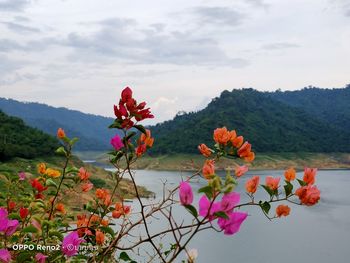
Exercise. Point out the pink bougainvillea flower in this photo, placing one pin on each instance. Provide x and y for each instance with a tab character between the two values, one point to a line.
185	193
241	170
309	175
231	225
21	176
40	258
8	227
5	255
117	142
272	182
229	201
71	243
204	205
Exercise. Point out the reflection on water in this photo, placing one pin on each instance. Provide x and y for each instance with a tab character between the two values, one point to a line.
319	234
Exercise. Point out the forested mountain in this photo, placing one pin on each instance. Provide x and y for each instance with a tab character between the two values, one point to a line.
20	140
92	130
330	105
270	124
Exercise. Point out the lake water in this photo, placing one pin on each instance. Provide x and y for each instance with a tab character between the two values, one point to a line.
319	234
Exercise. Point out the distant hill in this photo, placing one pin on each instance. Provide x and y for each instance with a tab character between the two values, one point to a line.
272	122
330	105
92	130
20	140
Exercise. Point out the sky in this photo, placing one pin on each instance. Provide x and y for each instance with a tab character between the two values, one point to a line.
175	55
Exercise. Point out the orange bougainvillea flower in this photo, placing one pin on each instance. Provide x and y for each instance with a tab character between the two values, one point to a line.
208	169
60	133
52	173
252	184
272	182
309	175
221	135
60	208
237	142
147	139
120	210
308	195
290	174
282	210
204	150
86	187
241	170
100	237
83	174
41	168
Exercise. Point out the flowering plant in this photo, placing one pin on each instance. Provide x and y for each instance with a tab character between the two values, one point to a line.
36	226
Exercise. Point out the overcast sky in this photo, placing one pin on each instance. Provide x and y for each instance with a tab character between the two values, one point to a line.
176	55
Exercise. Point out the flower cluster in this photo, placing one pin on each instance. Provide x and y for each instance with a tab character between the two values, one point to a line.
128	110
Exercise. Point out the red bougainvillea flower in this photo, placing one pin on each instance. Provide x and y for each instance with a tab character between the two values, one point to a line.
******
● Work to be completed:
Exact repetition of all the records is required, with the pictures excluded.

● Task solution:
Exercise. Point out the pink bougainvillea flower in this photo, placing one pin on each instance. Provide x and y for each instance with a tab character between the two values, one point to a line.
185	193
241	170
309	175
231	225
21	176
40	258
8	227
5	255
117	142
272	182
229	201
71	243
204	205
Exercise. Point out the reflection on water in this photo, placing one pin on each instance. Provide x and y for each instance with a tab character between the two values, one point to a line.
319	234
Exercise. Point out the forested mountain in this photo, placing one pin on each instance. Provide x and y for each instance with a tab character between the two values, one point to a line.
20	140
92	130
330	105
270	124
Exercise. Point out the lake water in this photo, placing one pin on each instance. Provide x and y for each instance with a tab character between the two values, one point to a line.
319	234
Exercise. Point out the distant hill in this photo, placing one pin on each instance. Provide x and y for each instance with a tab character between the two values, one point to a line.
272	122
330	105
92	130
20	140
Exercise. Point out the sky in this photo, placing one pin on each instance. Provide x and y for each instance with a tab character between the two values, one point to a line.
175	55
Exercise. Point out the orange bougainvillea flower in this photo, placing one pin on each instance. Provide x and y for each instance with a tab character between the two values, one point to a line.
208	169
60	133
52	173
252	184
272	182
309	175
221	135
60	208
237	142
147	139
120	210
308	195
290	174
282	210
204	150
86	187
241	170
100	237
83	174
41	168
Exercise. Point out the flowering plant in this photo, placing one pin on each instance. Provide x and y for each instance with a tab character between the two values, one point to a line.
36	226
Exercise. Point out the overcast sky in this photo, placing one pin on each instance. Provide x and y for each instance with a tab character between the two values, one point to a line.
176	55
Exercise. Point out the flower cluster in this photo, placing one pin on each instance. Provide x and y for each instance with a tab character between the two values, one point to a line.
128	110
Exercise. Point out the red bougainvillea flower in this photo, placing one pin on each instance. Provide x and y for each instance with a tab character between the two values, one point to a line.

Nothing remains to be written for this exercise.